BEGIN
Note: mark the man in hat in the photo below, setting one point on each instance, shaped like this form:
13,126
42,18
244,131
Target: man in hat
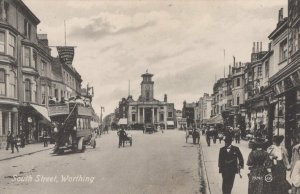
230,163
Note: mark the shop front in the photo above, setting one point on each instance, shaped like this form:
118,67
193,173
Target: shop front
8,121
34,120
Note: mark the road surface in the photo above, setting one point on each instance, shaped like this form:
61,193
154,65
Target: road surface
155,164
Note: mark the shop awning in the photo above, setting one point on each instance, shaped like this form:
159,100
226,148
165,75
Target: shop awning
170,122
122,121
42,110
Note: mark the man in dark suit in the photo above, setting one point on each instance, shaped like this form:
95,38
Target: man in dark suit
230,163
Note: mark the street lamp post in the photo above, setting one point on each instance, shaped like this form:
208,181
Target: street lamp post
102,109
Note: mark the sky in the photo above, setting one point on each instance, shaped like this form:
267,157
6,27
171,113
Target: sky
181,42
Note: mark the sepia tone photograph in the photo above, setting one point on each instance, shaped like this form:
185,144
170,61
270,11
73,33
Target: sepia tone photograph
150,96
END
BEGIN
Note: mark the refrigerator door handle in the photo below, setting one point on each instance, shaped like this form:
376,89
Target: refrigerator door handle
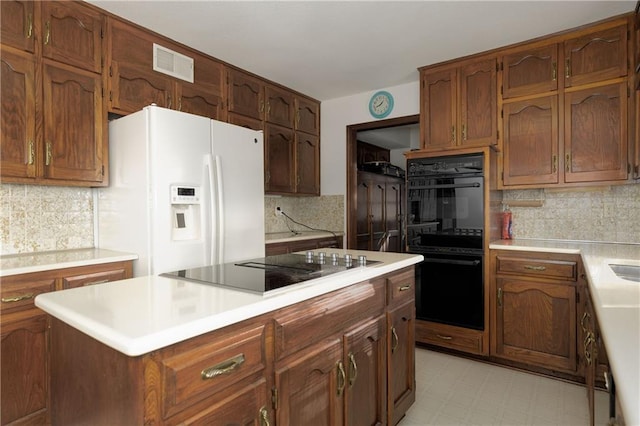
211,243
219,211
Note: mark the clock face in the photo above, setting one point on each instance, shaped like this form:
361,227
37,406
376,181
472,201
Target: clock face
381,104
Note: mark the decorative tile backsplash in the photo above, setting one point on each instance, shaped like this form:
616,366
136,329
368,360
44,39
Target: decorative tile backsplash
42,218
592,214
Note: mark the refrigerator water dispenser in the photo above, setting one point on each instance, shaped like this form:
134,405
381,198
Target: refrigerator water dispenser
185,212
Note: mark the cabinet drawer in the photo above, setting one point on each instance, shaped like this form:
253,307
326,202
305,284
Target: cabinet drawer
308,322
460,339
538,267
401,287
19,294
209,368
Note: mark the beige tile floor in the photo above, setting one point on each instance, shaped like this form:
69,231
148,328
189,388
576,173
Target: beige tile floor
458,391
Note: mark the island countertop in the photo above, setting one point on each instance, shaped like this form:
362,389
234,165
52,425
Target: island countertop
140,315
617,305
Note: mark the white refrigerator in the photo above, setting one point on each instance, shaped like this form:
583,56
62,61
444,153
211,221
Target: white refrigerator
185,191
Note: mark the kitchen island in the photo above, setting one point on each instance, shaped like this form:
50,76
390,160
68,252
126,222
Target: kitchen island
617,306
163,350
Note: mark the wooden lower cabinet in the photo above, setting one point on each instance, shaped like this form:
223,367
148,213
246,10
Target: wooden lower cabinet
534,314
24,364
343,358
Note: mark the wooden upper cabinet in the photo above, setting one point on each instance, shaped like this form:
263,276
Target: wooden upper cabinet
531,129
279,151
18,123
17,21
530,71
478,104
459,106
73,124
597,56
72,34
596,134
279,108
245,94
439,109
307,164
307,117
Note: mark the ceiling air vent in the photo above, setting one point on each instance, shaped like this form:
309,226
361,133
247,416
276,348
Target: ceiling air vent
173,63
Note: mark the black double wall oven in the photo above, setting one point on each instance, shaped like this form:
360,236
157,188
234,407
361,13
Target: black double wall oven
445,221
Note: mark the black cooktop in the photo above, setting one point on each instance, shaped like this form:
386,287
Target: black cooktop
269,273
END
● PROBLEM:
Within the records, filter for lines that contain the word "below" and show each one.

● RESULT FOR THIS EXERCISE:
Note: mark the man in hat in the photo below, setting one point on each instance, shaped like this form:
Note: mark the refrigerator door handle in the photo below, setting one point on each instance, shaped like this form:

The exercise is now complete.